In Afghanistan ist dieser Tage oft die Rede davon, wie geschwächt die Taliban seien. Vertreter der Internationalen Schutztruppen (Isaf) berichten von Fortschritten im Kampf gegen die Aufständischen und betonen: Direkte Gefechte sind seltener geworden. Stattdessen nehmen die asymmetrischen Formen der Kriegsführung zu - Selbstmordanschläge, Sprengstoffangriffe und Guerillaattacken, wie sie am Sonntag Kabul im Atem hielten. Afghanische Regierungsvertreter wiederum verweisen auf die angeblich erstarkte einheimische Polizei und Armee. Und westliche Diplomaten geben sich überzeugt, der Zeitplan zur Übergabe der Sicherheitsverantwortung bis Ende des Jahres 2014 sei zu erfüllen.

Salahuddin Rabbani hat nach der Ermordung seines Vaters das Amt als Vorsitzender des Hohen Friedensrates übernommen. (Foto: dpa)

Diese durchweg positiven - böse Zungen würden behaupten, naiven - Einstellungen speisen sich vor allem aus einer Tatsache: Es gibt keine erkennbare Alternative, keinen Plan B, auch wenn es im Westen immer wieder heißt, Afghanistan werde nicht im Stich gelassen. Deutlich ist aber längst, dass alle Seiten des Einsatzes müde sind. Die einst großen Hoffnungen für das ferne Land am Hindukusch haben sich nicht erfüllt, die Instabilität bleibt, auch wenn das Terrornetzwerk al-Qaida weitgehend zerschlagen ist.

- Aufgabe
Schreibe den Lesetext ab, beginnend bei „Salahuddin Rabbani hat“ und endend bei „al-Qaida weitgehend zerschlagen ist.“, und ersetze dabei „Plan B“ durch „Ausweg“. Die anschließenden Zeilen stammen aus einer anderen Quelle als der Lesetext.

- Vorgegebenes Material
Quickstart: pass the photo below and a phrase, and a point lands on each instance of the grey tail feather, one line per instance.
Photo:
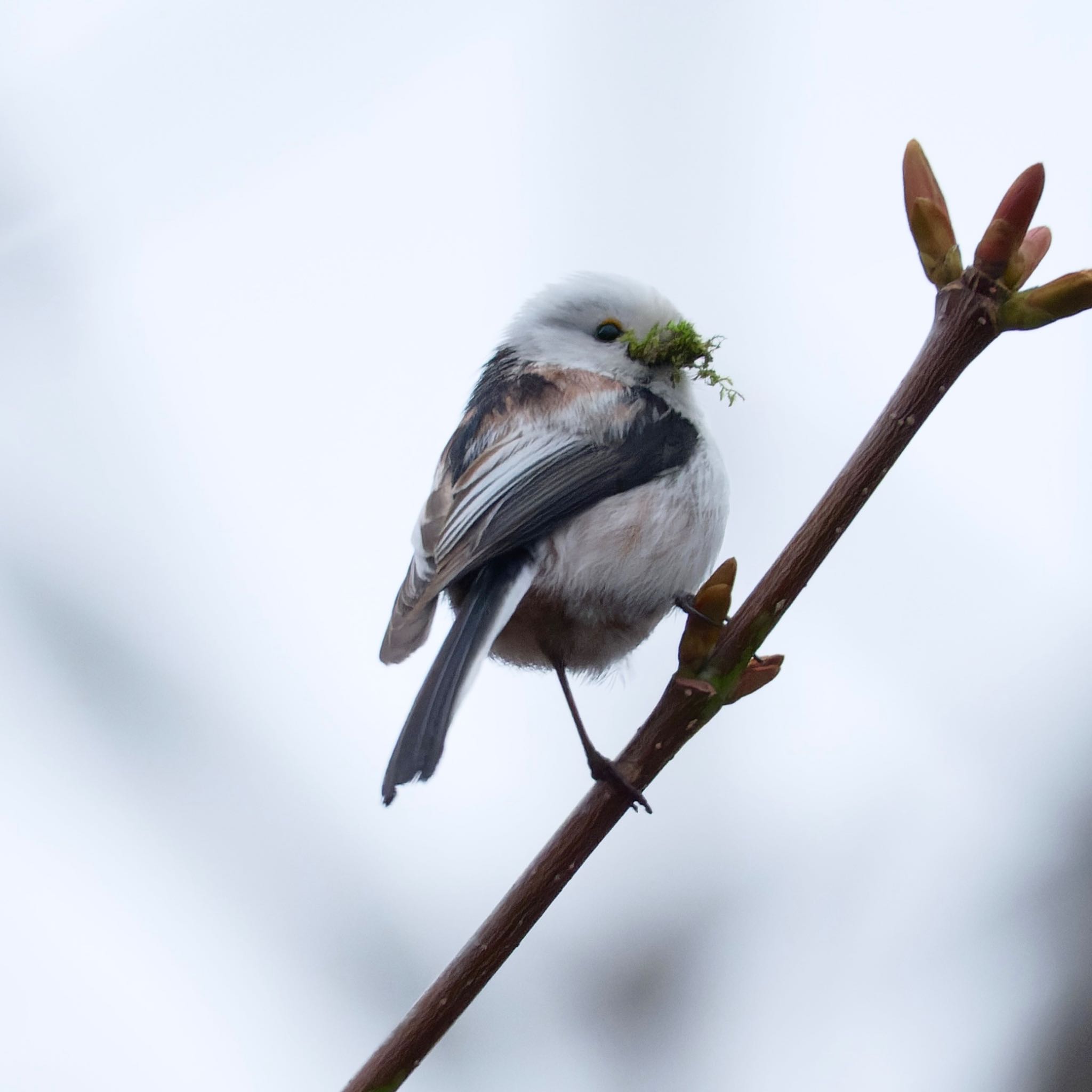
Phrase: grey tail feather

- Vollständige Lösung
Salahuddin Rabbani hat nach der Ermordung seines Vaters das Amt als Vorsitzender des Hohen Friedensrates übernommen. (Foto: dpa)

Diese durchweg positiven - böse Zungen würden behaupten, naiven - Einstellungen speisen sich vor allem aus einer Tatsache: Es gibt keine erkennbare Alternative, keinen Ausweg, auch wenn es im Westen immer wieder heißt, Afghanistan werde nicht im Stich gelassen. Deutlich ist aber längst, dass alle Seiten des Einsatzes müde sind. Die einst großen Hoffnungen für das ferne Land am Hindukusch haben sich nicht erfüllt, die Instabilität bleibt, auch wenn das Terrornetzwerk al-Qaida weitgehend zerschlagen ist.